[Opening Extracted records section]

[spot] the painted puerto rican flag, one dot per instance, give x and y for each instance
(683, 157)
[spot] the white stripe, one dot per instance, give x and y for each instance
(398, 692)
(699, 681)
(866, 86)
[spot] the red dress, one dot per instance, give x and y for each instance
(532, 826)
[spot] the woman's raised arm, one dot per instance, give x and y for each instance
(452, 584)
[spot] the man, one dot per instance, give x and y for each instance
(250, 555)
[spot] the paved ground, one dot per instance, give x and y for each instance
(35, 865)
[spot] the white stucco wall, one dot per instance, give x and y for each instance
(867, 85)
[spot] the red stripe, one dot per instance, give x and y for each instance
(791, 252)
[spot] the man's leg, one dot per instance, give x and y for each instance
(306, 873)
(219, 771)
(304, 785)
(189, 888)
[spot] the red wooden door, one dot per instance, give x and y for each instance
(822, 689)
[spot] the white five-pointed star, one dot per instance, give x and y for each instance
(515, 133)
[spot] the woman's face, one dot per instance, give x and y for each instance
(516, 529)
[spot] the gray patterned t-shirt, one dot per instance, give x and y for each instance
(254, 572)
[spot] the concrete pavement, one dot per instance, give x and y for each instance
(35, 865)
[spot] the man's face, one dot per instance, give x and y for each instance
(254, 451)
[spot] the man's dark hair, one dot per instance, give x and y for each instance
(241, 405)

[Closing Extracted records section]
[Opening Extracted records section]

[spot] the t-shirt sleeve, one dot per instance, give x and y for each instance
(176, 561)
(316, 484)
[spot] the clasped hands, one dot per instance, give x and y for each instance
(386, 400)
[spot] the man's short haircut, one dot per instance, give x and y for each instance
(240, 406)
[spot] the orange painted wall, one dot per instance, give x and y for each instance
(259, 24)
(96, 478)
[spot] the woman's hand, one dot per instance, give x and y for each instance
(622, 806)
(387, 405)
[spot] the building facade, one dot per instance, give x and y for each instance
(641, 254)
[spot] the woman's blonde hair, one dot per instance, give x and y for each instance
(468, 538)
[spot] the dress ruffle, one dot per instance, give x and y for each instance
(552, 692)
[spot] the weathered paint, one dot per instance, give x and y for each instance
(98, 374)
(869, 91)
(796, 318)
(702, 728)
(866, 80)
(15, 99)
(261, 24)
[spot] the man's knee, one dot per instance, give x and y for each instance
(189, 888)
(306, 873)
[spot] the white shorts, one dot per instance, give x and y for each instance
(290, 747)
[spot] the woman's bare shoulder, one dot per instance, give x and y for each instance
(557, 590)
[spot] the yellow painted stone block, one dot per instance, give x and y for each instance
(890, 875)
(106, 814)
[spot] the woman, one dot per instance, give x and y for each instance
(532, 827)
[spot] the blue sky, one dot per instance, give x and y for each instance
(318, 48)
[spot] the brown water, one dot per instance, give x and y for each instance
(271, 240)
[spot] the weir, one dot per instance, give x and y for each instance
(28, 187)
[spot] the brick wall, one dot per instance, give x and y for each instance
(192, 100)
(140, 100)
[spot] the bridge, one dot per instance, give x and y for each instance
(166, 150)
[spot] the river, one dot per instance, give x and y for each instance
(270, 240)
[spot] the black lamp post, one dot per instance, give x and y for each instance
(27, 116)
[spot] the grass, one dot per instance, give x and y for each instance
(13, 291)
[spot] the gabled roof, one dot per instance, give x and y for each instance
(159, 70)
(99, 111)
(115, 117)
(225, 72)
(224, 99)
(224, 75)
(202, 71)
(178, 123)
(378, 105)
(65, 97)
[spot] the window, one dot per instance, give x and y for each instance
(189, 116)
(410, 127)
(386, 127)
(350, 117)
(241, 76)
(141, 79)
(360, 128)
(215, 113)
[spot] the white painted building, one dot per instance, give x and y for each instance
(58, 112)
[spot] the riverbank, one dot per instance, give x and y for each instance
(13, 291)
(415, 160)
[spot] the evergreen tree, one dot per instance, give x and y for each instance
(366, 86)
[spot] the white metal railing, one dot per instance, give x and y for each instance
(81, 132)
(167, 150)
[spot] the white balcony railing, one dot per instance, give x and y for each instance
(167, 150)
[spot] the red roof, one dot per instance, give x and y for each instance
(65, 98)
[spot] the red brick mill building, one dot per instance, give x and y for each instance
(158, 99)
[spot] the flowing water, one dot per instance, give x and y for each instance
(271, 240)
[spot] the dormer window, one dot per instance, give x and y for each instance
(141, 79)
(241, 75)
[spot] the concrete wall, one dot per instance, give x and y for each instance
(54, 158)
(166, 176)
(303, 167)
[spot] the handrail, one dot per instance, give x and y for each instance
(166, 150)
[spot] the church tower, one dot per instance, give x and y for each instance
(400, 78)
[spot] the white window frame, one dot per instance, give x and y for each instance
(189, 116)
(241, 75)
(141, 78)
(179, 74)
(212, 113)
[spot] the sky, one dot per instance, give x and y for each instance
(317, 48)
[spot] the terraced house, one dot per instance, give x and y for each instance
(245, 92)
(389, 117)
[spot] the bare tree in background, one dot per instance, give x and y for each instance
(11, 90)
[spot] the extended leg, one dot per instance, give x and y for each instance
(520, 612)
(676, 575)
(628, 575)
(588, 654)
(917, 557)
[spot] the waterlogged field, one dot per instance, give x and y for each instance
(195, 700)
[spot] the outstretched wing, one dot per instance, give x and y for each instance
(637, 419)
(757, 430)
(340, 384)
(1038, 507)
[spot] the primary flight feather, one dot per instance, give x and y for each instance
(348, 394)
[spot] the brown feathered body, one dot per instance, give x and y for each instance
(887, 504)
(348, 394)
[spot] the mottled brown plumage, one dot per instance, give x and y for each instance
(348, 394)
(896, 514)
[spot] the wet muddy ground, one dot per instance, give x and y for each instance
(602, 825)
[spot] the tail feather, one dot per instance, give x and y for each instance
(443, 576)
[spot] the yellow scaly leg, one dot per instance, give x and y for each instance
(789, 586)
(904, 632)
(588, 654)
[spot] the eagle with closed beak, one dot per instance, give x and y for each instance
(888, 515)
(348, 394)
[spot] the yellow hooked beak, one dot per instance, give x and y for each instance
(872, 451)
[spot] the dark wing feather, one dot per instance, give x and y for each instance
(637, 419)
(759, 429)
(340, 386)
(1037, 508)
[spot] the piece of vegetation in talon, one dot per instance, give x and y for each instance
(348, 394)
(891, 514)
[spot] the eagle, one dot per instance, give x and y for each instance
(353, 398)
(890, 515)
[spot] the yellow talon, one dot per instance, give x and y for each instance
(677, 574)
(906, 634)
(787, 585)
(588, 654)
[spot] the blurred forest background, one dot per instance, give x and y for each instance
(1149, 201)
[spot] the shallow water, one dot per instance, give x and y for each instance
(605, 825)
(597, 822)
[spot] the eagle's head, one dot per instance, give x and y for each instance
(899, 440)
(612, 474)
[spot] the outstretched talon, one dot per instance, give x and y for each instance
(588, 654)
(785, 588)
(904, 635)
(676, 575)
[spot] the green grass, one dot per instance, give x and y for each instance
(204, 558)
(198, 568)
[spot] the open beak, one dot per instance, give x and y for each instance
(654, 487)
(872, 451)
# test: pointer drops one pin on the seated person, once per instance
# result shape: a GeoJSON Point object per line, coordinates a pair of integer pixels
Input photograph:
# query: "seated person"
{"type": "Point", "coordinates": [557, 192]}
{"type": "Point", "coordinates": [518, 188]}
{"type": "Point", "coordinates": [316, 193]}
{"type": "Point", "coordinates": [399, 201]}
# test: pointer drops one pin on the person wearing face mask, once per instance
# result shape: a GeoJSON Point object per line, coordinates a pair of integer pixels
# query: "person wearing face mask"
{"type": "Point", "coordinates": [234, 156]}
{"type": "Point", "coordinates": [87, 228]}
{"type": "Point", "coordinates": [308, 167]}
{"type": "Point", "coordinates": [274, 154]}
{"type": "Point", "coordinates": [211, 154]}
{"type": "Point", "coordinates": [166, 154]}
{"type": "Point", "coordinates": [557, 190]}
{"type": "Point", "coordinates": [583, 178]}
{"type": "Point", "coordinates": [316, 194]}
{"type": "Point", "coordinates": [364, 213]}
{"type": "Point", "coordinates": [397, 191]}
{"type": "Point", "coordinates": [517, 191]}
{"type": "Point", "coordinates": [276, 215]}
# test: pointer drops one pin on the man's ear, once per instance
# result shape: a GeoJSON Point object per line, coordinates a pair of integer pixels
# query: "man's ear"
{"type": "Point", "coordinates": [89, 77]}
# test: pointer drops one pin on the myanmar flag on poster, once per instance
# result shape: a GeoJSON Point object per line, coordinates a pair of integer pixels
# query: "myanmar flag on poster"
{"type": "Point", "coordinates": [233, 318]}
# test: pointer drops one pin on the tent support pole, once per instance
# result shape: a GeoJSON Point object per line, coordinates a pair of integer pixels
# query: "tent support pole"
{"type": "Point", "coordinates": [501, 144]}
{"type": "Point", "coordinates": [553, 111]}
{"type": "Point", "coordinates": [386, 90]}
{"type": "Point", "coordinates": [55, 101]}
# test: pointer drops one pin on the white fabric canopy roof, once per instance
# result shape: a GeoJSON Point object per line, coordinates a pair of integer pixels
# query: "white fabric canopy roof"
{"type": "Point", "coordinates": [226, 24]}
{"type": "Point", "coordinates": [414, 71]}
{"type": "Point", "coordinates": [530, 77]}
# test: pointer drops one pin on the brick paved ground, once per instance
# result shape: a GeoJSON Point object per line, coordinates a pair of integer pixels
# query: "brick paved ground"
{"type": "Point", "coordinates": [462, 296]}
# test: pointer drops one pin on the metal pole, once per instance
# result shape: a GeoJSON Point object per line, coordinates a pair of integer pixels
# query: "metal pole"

[Closing Extracted records section]

- _Problem description_:
When a line among the entries contains "pointer", pull that line out.

- _Your solution_:
# test: pointer drops one pin on the seated person, once per instance
# test: pointer drops one pin on the person wearing face mask, once per instance
# test: pointer drops one pin on the man's ear, once per instance
# test: pointer drops one pin on the myanmar flag on poster, once per instance
# test: pointer drops one pin on the tent support pole, once per instance
# test: pointer drops one pin on the white fabric canopy roof, once per instance
# test: pointer drops one pin on the brick paved ground, once per instance
# test: pointer drops one pin on the metal pole, once per instance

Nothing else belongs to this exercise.